• LESETEXT:
2. Digital-Detox-Apps
Eine Handy-App, die uns helfen soll, weniger oft Apps aufzurufen? Was erst einmal paradox klingen mag, erfreut sich immer größerer Beliebtheit. Diese Anwendungen führen uns vor Augen, wie viel Zeit wir eigentlich am Smartphone verbringen.
Die deutsche App Offtime etwa blockiert für eine gewisse Zeit störende Programme, aber auch Nachrichten und Anrufe. Der User kann selbst einstellen, auf welche Anwendungen er zugreifen kann und auf welche nicht.
Eine App namens Forest lockt sogar mit einem doppelt guten Gewissen: Wenn man das Smartphone für eine gewisse Zeit nicht betätigt, wächst ein Baum auf dem Display. Sobald man die App verlässt, um beispielsweise Whatsapp zu öffnen, stirbt die Pflanze. Das Prinzip dahinter: Man sammelt virtuelle Münzen, die am Ende gespendet werden – damit ein echter Baum gepflanzt wird.
3. Slow Media
Die Gründer des Slow Media Instituts vergleichen den bewussten Umgang mit digitalen Medien mit der sogenannten Slow-Food-Bewegung. Sich Zeit lassen und die Mahlzeit genießen, anstatt das Essen schnell hinunterzuschlingen – ein solches Verhalten wäre auch im Umgang mit digitalen Geräten erstrebenswert.
Der Neurowissenschaftler Manfred Spitzer spricht sich für einen selbstbestimmten, reflektierten Umgang aus, der es uns ermöglicht, das Smartphone möglichst effektiv zu nutzen. Handys können den Alltag enorm erleichtern. Welche Apps bereichern uns wirklich? Welche kosten nur Zeit? Lesen Sie einen spannenden Artikel das nächste Mal zu Ende, räumen Sie Ihren Instagram-Feed auf und nehmen Sie sich bewusst Zeit, um Ihr Handy effektiv zu nutzen.
4. Zurück zu den Wurzeln
Das Smartphone muss nicht länger Ihr universaler Alltagsbegleiter sein. Eine Armbanduhr ersetzt den Blick auf das Handy-Display, ein Wecker sorgt dafür, dass Sie auch ohne Smartphone in den Tag starten können. Die Einkaufsliste kann auf einen Zettel geschrieben und das endlose Whatsapp-Gespräch persönlich geführt werden. Die Liste ist endlos lang.

(Ein Datenblock)
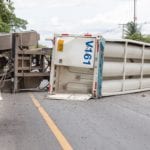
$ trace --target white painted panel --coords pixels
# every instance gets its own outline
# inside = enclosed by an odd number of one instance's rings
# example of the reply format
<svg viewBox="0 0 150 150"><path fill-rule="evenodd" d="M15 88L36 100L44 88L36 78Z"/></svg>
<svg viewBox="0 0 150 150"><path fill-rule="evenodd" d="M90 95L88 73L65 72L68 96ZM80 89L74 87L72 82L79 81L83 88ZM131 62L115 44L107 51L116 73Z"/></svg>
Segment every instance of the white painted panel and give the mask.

• ARBEITSAUFTRAG A:
Beantworten Sie diese Fragen zum Lesetext:
(i) Was blockiert die App Offtime außer störenden Programmen?
(ii) Was geschieht bei der App Forest, sobald man sie verlässt?
(iii) Womit vergleichen die Gründer des Slow Media Instituts den bewussten Umgang mit digitalen Medien?
• ARBEITSAUFTRAG B: Greifen Sie den Lesetext über den bewussten Umgang mit dem Smartphone auf und schreiben Sie ihn nach seinem letzten Satz weiter.

• LÖSUNG A:
(i) Nachrichten und Anrufe.
(ii) Die Pflanze auf dem Display stirbt.
(iii) Mit der sogenannten Slow-Food-Bewegung.

• LÖSUNG B:
Wenn wir unser Smartphone abschalten, geschieht das meist mit einem unguten Gefühl. Hinterher merken wir aber: Eigentlich passiert doch gar nichts. Wir sollten unser Handy im Griff haben – und nicht das Handy uns.
Quellen
JIM-Studie 2018. Online Informationen des Medienpädagogisches Forschungsbunds Südwest (mpfs): www.mpfs.de/studien/jim-studie/2018/ (Abrufdatum: 20.1.2020)
Frees, B., Koch, W.: ARD/ZDF-Onlinestudie 2018: Zuwachs bei medialer Internetnutzung und Kommunikation: www.ard-zdf-onlinestudie.de/ (Stand: 29.1.2019)
Hildebrandt, A., Landhäußer, W.: CSR und Digitalisierung. Der digitale Wandel als Chance und Herausforderung für Wirtschaft und Gesellschaft. Springer Gabler Verlag, Heidelberg, Berlin 2017
Seibert, F.: BR Podcast. Puls Spezial. Digital Detox: www.br.de/mediathek/podcast/puls-spezial/digital-detox/49654 (Stand: 2.4.2016)
Markowetz, A., et al.: Digitaler Burnout: Warum unsere permanente Smartphone-Nutzung gefährlich ist. Droemer Knaur, München 2015
Spitzer, M.: Cyberkrank! Wie das digitalisierte Leben unsere Gesundheit ruiniert. Droemer Knaur, München 2015
Köhler, B., David, S., Blumtritt, J.: Das Slow Media Manifest: www.slow-media.net/manifest (Stand: 2.10.2010)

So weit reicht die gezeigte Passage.